* _TASK OBJECTIVE_
Extract every line in the entries below that contains the word "house", and copy each such line in full.

* _SUPPLIED RECORDS_
--- BEGIN ---

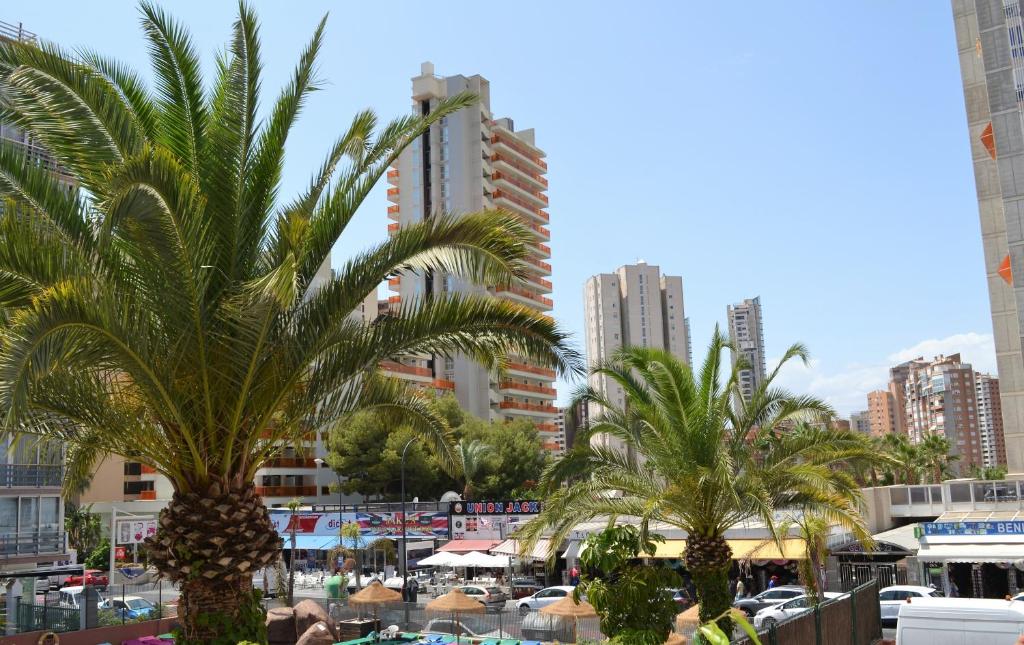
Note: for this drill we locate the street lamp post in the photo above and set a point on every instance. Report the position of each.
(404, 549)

--- END ---
--- BEGIN ---

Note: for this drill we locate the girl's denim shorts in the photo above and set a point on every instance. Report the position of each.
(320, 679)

--- END ---
--- BEGIN ---

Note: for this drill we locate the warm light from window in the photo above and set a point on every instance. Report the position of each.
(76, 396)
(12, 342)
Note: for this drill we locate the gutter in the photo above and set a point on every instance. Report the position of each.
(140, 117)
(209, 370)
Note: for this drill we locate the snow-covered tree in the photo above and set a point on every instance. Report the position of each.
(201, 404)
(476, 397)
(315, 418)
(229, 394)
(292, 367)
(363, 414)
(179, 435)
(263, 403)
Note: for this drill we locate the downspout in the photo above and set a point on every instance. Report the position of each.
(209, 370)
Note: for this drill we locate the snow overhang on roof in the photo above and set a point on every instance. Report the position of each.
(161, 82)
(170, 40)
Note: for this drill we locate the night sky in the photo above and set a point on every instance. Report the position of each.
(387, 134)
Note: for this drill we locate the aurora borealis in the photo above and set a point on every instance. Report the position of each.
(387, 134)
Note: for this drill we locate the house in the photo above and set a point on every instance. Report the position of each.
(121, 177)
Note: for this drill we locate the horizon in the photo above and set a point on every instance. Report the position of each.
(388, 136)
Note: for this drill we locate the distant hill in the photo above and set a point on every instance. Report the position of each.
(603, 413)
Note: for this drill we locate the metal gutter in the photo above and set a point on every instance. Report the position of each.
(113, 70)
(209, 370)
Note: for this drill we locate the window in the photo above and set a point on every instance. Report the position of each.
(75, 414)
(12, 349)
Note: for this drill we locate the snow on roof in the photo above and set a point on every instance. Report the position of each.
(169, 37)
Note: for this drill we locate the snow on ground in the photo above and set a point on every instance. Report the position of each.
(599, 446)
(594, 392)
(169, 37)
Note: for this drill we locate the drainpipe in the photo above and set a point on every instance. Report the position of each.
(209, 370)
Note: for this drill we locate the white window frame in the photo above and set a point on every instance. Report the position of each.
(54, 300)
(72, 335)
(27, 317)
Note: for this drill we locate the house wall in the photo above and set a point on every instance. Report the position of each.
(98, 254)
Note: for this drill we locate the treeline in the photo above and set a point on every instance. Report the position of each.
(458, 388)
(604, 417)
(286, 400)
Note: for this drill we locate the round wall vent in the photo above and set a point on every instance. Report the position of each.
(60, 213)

--- END ---

* _SOLUTION BELOW_
Note: for this drill we locate the house in the photo above and set a point on every instance. Report the position of each.
Note: for this drill we locate the house wall in the photo above and set a point on every instance. Report the position of each.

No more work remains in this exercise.